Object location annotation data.
------------------------------------------------

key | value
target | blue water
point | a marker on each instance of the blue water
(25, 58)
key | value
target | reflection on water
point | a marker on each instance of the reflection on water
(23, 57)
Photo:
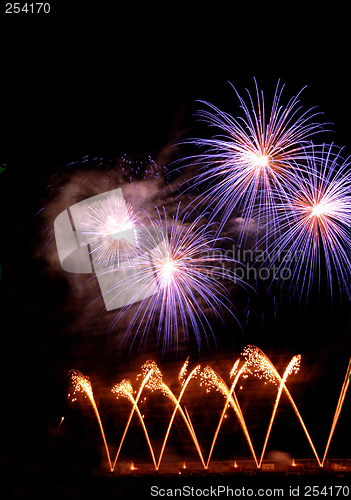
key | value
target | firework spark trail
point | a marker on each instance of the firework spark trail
(263, 367)
(187, 271)
(254, 155)
(192, 374)
(231, 396)
(125, 389)
(312, 227)
(292, 367)
(155, 383)
(83, 384)
(344, 388)
(210, 378)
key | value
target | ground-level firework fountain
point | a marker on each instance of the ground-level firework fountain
(254, 363)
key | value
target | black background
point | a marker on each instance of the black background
(99, 80)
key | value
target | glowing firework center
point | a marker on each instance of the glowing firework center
(100, 235)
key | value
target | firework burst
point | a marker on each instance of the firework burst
(180, 261)
(310, 237)
(255, 155)
(109, 227)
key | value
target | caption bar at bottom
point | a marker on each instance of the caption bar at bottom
(227, 491)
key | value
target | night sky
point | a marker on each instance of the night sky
(103, 82)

------------------------------------------------

SET EXERCISE.
Recast the records above as a two-column CSV headed "text" and "answer," with one row per record, each value in its own quoted field and any line breaks replaced by spaces. Cover all the records and leave out the pictures.

ANSWER TO THIS TASK.
text,answer
"key | value target | blue water point | a marker on each instance of the blue water","(25, 58)"
"key | value target | reflection on water point | a marker on each instance of the reflection on water","(23, 57)"
"Photo: key | value target | firework spark trail point | a marker on each instance of the firework spark trail","(263, 367) (187, 271) (254, 155) (192, 374) (231, 396) (125, 389) (312, 227) (292, 367) (155, 383) (83, 384) (344, 388) (210, 378)"
"key | value target | ground-level firework fountain point | a marker on each instance of the ground-level firework fountain","(254, 363)"
"key | value target | black background point | a marker on each instance of the black background","(99, 80)"
"key | value target | glowing firework center point | a marker on each instance of the glowing firework center","(100, 235)"
"key | value target | firework burst point | a marker on each instance of the firework burst","(180, 261) (310, 237) (255, 155) (109, 227)"
"key | value target | caption bar at bottom point | a marker on each instance of the caption bar at bottom","(227, 491)"
"key | value target | night sky point | a marker on each instance of the night sky","(103, 82)"